* [Data shown]:

◆ ◆ ◆ ◆ ◆ ◆ ◆

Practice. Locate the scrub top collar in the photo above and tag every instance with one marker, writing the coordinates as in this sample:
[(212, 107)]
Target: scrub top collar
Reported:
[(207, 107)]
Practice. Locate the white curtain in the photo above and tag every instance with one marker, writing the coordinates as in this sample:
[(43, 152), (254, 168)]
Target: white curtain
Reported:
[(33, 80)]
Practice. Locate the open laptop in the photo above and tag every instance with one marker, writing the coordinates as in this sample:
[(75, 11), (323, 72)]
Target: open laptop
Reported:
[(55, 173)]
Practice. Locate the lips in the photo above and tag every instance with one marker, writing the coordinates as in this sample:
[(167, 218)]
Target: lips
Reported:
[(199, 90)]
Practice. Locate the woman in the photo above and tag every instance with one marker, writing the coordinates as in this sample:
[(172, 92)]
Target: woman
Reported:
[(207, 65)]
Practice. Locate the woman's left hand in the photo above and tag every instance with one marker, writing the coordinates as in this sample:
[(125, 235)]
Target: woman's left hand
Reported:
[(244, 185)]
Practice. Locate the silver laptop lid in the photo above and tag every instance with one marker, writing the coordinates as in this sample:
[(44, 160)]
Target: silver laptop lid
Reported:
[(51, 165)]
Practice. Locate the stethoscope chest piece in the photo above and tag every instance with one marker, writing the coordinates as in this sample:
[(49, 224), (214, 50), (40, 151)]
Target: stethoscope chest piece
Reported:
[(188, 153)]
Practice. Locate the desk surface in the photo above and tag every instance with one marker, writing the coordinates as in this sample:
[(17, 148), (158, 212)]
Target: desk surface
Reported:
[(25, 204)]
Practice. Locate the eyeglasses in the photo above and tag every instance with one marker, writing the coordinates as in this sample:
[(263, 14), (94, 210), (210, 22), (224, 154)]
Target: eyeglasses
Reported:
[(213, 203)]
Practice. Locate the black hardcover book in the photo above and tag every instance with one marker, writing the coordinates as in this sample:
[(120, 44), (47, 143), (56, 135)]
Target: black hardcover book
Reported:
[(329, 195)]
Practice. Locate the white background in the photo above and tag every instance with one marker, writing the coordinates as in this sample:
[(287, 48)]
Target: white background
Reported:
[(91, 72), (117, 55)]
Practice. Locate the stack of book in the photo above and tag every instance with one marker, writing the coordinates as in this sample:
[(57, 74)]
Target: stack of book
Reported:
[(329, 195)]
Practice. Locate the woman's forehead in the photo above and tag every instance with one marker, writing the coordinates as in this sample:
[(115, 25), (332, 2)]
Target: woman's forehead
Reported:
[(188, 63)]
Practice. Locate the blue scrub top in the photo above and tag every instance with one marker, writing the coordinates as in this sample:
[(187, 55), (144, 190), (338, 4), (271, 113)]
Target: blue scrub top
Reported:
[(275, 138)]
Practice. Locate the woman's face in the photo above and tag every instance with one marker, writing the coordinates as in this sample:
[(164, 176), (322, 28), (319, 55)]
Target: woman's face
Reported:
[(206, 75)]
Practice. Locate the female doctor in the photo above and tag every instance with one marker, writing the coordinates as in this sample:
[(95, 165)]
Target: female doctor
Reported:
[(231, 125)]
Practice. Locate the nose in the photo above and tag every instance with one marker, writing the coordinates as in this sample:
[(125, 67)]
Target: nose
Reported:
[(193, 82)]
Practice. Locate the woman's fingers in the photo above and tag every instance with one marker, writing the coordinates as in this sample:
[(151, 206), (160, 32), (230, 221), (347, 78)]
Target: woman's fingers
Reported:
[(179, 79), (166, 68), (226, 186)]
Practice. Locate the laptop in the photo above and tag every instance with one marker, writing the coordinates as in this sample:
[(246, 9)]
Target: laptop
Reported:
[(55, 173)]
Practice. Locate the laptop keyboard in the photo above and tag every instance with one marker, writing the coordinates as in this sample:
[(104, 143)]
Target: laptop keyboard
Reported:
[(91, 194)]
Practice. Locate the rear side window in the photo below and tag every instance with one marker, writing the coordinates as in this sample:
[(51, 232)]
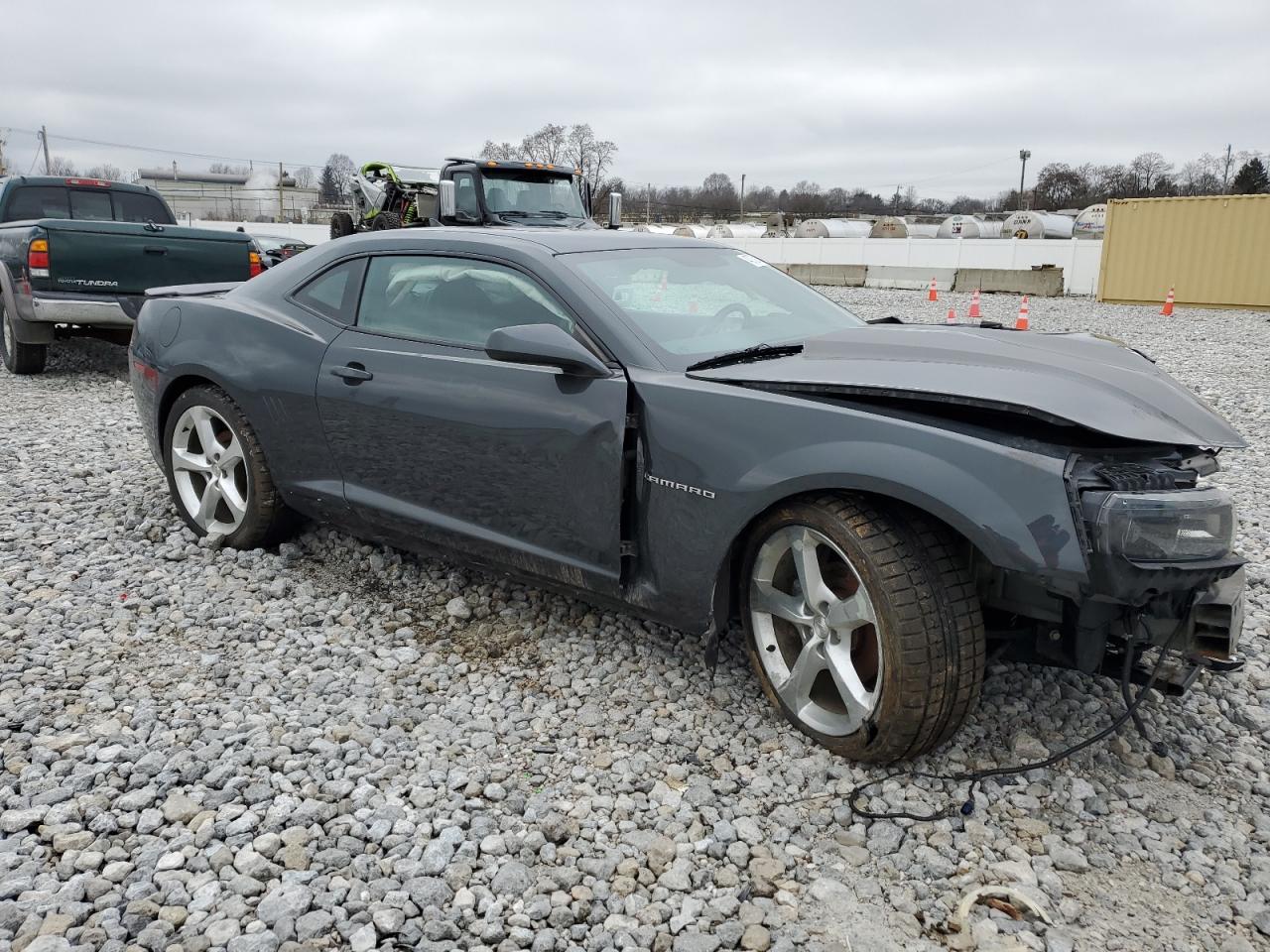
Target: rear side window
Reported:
[(140, 207), (37, 202), (90, 206), (333, 294), (451, 299), (85, 204)]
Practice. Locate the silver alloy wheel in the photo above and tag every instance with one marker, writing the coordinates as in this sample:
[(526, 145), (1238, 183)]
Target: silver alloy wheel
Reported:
[(209, 470), (817, 631)]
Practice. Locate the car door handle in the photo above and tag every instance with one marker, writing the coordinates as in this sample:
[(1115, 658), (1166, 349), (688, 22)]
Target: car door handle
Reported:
[(352, 373)]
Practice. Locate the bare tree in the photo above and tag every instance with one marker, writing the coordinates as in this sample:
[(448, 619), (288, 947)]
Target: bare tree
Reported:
[(62, 166), (111, 173), (341, 172), (499, 151), (547, 145), (1147, 169)]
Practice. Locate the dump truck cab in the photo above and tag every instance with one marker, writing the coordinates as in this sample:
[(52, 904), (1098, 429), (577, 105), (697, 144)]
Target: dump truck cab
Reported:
[(489, 191)]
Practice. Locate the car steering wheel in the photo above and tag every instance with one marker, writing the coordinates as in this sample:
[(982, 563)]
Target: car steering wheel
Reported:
[(733, 316)]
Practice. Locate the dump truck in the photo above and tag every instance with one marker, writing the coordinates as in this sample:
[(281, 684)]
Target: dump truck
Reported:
[(471, 191)]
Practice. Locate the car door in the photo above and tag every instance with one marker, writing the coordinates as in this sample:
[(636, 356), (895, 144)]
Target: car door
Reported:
[(513, 463)]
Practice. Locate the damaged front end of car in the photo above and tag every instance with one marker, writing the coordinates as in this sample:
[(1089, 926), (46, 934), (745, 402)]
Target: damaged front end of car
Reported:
[(1137, 452), (1161, 570)]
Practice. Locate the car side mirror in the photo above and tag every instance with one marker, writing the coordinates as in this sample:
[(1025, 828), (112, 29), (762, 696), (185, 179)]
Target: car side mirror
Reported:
[(544, 345), (445, 199)]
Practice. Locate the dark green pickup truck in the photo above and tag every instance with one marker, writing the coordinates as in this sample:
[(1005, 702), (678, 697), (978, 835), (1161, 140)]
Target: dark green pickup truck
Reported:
[(76, 257)]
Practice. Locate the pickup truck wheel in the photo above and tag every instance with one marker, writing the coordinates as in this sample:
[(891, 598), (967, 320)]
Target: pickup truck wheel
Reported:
[(864, 626), (217, 474), (18, 357), (340, 225)]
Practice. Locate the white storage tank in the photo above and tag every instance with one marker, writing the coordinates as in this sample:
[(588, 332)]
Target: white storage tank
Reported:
[(1037, 225), (1091, 222), (833, 227), (734, 230), (968, 226)]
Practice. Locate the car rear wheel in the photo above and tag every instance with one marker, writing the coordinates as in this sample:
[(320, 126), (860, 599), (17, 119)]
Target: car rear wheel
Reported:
[(217, 474), (864, 626), (18, 357), (340, 225)]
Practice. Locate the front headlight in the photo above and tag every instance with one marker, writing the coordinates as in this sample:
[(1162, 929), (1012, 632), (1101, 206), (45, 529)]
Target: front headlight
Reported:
[(1166, 527)]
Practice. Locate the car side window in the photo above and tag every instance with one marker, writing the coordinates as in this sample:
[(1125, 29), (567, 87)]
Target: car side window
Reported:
[(451, 299), (465, 197), (333, 294)]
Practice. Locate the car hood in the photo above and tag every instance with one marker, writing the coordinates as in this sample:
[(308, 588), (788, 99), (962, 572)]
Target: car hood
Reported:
[(1080, 379)]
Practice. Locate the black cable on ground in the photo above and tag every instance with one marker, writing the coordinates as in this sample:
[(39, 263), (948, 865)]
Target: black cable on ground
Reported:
[(975, 777)]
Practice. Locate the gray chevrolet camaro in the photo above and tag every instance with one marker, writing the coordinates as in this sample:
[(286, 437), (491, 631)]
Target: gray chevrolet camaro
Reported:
[(677, 429)]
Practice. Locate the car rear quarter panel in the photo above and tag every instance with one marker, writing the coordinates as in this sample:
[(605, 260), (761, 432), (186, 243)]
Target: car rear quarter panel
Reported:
[(266, 358), (753, 449)]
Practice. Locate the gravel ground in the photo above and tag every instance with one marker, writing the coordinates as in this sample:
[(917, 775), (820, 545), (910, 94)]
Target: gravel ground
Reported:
[(335, 746)]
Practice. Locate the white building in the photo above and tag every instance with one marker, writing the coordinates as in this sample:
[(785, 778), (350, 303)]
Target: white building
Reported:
[(209, 194)]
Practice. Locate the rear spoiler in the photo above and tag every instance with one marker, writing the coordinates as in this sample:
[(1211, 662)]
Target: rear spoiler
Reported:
[(193, 290)]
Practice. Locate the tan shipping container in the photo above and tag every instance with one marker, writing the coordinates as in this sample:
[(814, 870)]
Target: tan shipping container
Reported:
[(1214, 252)]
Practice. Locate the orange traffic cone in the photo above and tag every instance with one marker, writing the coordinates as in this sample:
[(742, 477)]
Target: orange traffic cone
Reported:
[(1021, 322)]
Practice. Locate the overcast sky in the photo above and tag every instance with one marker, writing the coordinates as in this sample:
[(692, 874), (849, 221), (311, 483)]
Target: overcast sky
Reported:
[(938, 95)]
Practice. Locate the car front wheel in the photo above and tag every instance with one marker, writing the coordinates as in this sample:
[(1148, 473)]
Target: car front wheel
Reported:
[(217, 474), (864, 625)]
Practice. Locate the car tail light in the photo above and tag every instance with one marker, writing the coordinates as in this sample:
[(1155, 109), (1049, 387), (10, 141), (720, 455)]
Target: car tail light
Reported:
[(37, 258)]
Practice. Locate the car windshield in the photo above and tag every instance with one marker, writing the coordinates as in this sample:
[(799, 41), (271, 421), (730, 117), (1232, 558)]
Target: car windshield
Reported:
[(522, 194), (690, 303)]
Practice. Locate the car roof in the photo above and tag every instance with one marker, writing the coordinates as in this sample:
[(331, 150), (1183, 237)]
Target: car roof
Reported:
[(554, 240)]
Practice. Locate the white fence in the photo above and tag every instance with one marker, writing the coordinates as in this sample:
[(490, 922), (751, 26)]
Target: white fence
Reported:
[(1079, 258)]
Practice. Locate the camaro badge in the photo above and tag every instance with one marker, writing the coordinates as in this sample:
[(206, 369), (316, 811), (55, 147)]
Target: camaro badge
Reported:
[(681, 486)]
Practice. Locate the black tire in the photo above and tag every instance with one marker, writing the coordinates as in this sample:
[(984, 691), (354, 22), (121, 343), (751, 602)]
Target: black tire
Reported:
[(267, 518), (18, 357), (341, 225), (930, 627)]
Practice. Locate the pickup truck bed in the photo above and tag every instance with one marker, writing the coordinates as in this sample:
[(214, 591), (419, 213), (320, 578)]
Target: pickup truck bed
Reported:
[(76, 257)]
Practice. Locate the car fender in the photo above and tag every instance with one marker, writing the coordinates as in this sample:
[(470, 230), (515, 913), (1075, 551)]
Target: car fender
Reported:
[(715, 457)]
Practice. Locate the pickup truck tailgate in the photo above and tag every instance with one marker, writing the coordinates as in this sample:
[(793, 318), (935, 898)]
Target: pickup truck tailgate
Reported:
[(126, 258)]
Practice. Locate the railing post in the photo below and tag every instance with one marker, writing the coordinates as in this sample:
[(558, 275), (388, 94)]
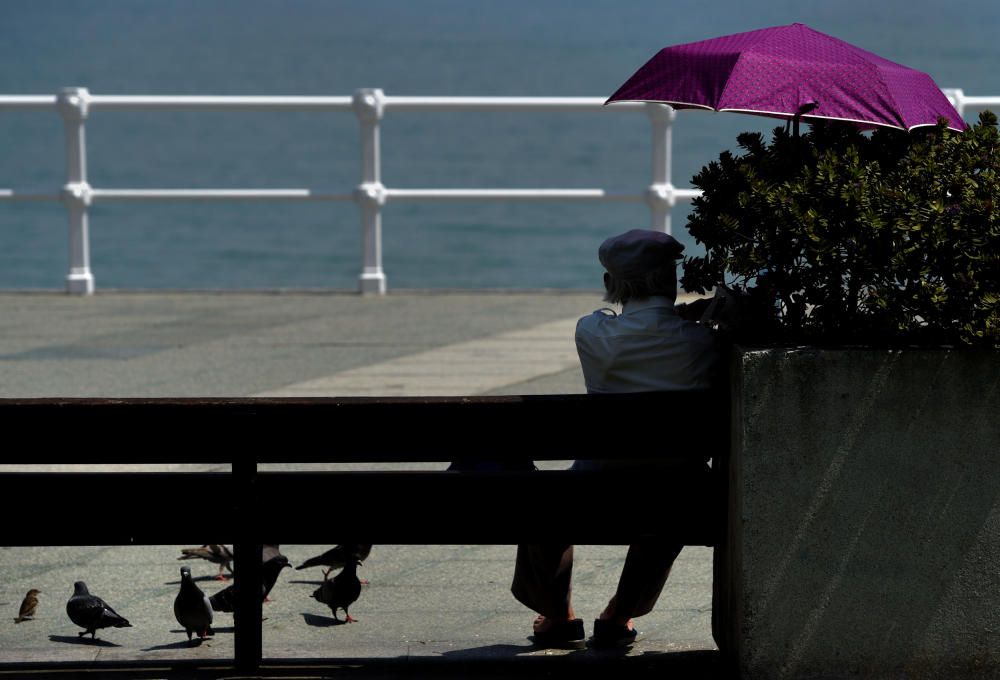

◆ ◆ ◆ ◆ ◆ ◆ ◆

Put the lines into a JSON list of strings, one string per line, beginning with the line that contains "Practice. Locate the car tail" and continuing through the line that contains "[(1079, 258)]", both ends included. Leave out blank lines and include no other lines.

* [Task output]:
[
  "Practice. Locate the car tail light in the photo above and tag every instance with one marker, writing the coordinates as in this sample:",
  "[(1155, 109), (1049, 387), (10, 141), (720, 455)]",
  "Target: car tail light",
  "Reported:",
  "[(37, 258)]",
  "Practice. Locate the car windshield in the photo above and tag every instance with one marker, writing the coordinates as in this sample:",
  "[(799, 41), (271, 421), (730, 117), (1232, 558)]",
  "Target: car windshield",
  "Reported:",
  "[(522, 194), (690, 303)]",
  "Practice. Locate the car roof in the photo above and tag every instance with one marker, writing the coordinates as in this sample:",
  "[(331, 150), (1183, 237)]",
  "Target: car roof",
  "Reported:",
  "[(554, 240)]",
  "Practice. Locate the white fence in the photo above and tag every instance with one marker, writing the coordinates as in this sample:",
  "[(490, 922), (751, 26)]",
  "Target: white fence",
  "Reported:",
  "[(1079, 258)]"
]